─── Data excerpts

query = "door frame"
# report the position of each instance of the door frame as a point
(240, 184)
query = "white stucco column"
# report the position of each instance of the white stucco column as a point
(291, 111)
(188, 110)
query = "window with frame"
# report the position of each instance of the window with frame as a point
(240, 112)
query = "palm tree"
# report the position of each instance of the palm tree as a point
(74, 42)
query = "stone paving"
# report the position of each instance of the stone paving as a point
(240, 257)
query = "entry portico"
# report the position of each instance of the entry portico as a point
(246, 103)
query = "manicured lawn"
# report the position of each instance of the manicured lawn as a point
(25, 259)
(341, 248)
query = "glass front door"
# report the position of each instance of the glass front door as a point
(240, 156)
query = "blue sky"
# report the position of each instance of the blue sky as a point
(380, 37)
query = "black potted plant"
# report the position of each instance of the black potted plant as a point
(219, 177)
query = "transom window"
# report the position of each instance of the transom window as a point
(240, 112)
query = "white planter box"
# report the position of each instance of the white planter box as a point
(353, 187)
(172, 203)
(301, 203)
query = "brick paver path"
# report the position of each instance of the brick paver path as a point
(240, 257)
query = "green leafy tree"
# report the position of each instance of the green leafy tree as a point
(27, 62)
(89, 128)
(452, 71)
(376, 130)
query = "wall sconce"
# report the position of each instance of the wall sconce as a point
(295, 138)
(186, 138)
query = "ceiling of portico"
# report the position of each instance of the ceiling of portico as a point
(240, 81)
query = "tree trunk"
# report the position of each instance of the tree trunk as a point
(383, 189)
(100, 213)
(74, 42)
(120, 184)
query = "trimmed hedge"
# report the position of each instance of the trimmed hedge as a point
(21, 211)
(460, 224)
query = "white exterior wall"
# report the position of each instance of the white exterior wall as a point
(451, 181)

──────

The listing above is to be written out again word for word.

query = "door frame"
# report the position of each instance of the door frame as a point
(240, 184)
query = "white stucco column"
# report the position of each instance of the white stucco column as a point
(291, 111)
(188, 110)
query = "window with frame"
# report the position of each instance of the window with frame as a point
(240, 112)
query = "palm tree"
# report the position of each instance of the palm tree as a point
(74, 42)
query = "stone paving"
# report the position of each instance of the stone paving as a point
(240, 257)
query = "entry portico"
# report the position of each instance of the entry portico as a point
(246, 103)
query = "manicured lawn"
# report the position of each instance of the manicured lawn as a point
(25, 259)
(341, 248)
query = "glass front door"
# report the position of each instance of the glass front door as a point
(240, 156)
query = "blue sky"
# report the position of each instance of the blue sky as a point
(380, 37)
query = "black potted plant"
# report the position of each instance of the black potted plant as a point
(219, 177)
query = "transom window"
# report the position of each instance of the transom window as a point
(240, 112)
query = "white planter box"
# report the position of each instance of the white planter box as a point
(353, 187)
(172, 203)
(301, 203)
query = "brick paver path"
# report the position of each instance of the brick paver path as a point
(240, 257)
query = "green leafy tree"
# report the position of each instance of the green leafy tree as a point
(27, 62)
(89, 128)
(452, 71)
(376, 130)
query = "wall sconce"
# report the position of each instance of the wall sconce as a point
(295, 138)
(186, 138)
query = "ceiling of portico"
# report the position of each instance of the ceiling of portico as a point
(240, 81)
query = "tree trunk"
# report the position of each instance of the tree trunk as a point
(383, 189)
(100, 213)
(74, 42)
(120, 184)
query = "trimmed hedge"
# report the position of each instance of the trimmed hedge as a point
(21, 211)
(460, 224)
query = "white exterior wall"
# report the position of each instance of the white exterior wall as a point
(451, 181)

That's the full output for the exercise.